Segment Start: The data

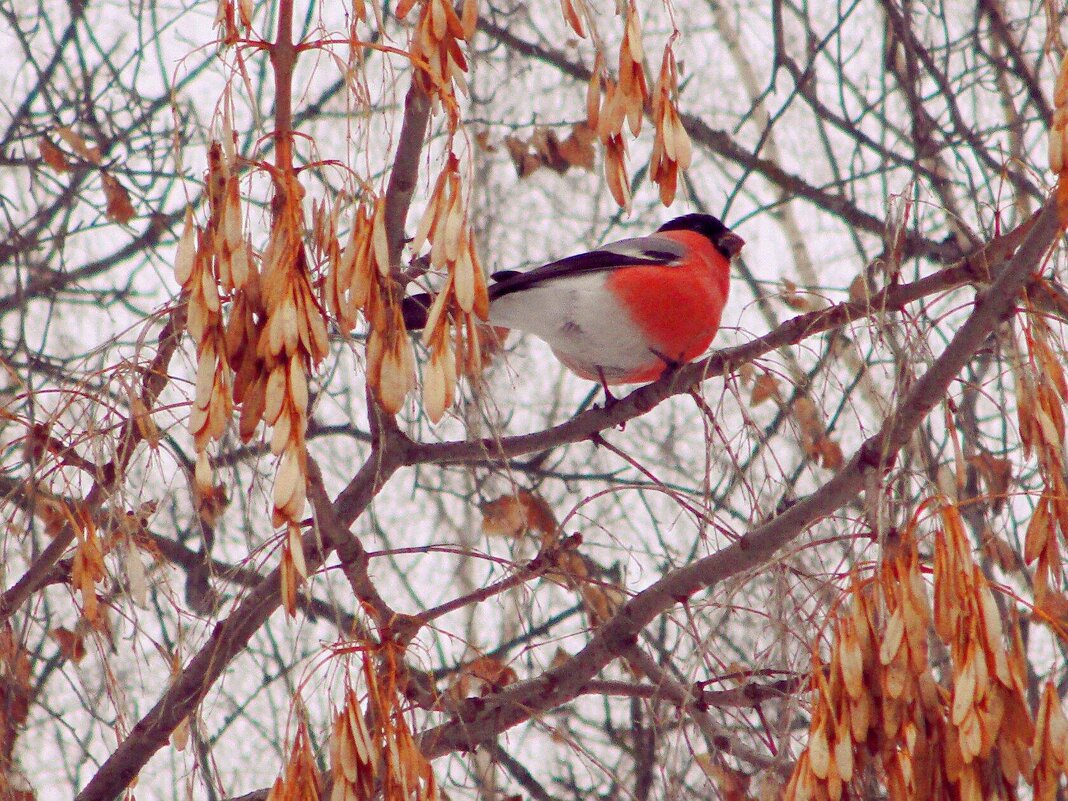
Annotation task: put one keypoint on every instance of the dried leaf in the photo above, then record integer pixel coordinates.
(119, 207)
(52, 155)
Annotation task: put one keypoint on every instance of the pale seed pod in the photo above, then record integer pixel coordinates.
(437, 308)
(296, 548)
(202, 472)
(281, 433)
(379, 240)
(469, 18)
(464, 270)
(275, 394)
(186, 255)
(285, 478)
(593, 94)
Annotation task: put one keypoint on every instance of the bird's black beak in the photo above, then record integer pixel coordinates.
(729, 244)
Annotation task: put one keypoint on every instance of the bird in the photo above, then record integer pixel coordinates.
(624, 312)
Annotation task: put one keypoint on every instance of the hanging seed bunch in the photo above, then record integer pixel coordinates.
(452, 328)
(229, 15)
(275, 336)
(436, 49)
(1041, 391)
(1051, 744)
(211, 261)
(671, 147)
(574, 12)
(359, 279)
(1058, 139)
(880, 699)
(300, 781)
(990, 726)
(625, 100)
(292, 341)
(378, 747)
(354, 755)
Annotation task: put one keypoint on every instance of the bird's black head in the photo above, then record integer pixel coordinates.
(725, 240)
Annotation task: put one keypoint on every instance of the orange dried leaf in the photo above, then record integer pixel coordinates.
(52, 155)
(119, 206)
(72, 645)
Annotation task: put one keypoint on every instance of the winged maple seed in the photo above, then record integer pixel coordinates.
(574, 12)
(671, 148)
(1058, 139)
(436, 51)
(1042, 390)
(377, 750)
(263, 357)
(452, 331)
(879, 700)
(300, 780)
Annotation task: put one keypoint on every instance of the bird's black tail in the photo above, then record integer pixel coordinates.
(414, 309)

Segment End: The data

*Exercise prompt*: The lines to copy run from the one containing "Annotation task: put one keypoint on every instance of the pale" through the last line above. Copy them exactly and include nothing else.

*Exercise solution*:
Annotation task: put one keypoint on every instance of the pale seed pod in the photo above, then record integer pixel coordinates.
(437, 308)
(296, 548)
(202, 472)
(281, 433)
(379, 240)
(469, 18)
(464, 270)
(275, 394)
(186, 255)
(285, 478)
(593, 94)
Annotation task: put one keypoint on every instance of the bird's black beak in the photo above, then record integer pixel coordinates.
(729, 244)
Annotation task: put one keypoint on every instance of the bird in the photo above, then record integer pixel coordinates.
(624, 312)
Annotation task: put one keypoint on every instance of the hanging seed bunch in the photo above, then record integer pixel coordinates.
(452, 328)
(229, 15)
(275, 336)
(436, 49)
(1041, 391)
(1051, 744)
(211, 261)
(671, 147)
(574, 12)
(359, 279)
(1058, 139)
(880, 699)
(300, 781)
(990, 726)
(625, 100)
(292, 341)
(378, 747)
(354, 755)
Annotation task: put one keypoint on every instance of the bird's black head in the photo above, then record integer pixel coordinates.
(725, 240)
Annotation task: put one keypoint on every instance of the orange dried leaf in the photo above, then record integer pixel coordinates.
(52, 155)
(119, 206)
(72, 645)
Annotation task: put one keypoint on every instance of the winged maple seed in the photo above, then record integer pixel coordinates.
(574, 12)
(671, 148)
(1058, 139)
(436, 51)
(1042, 390)
(377, 750)
(263, 357)
(452, 331)
(879, 700)
(300, 780)
Annotation task: put one keypoint on every instance of the bird's black tail in the photo above, then record integer pixel coordinates.
(414, 309)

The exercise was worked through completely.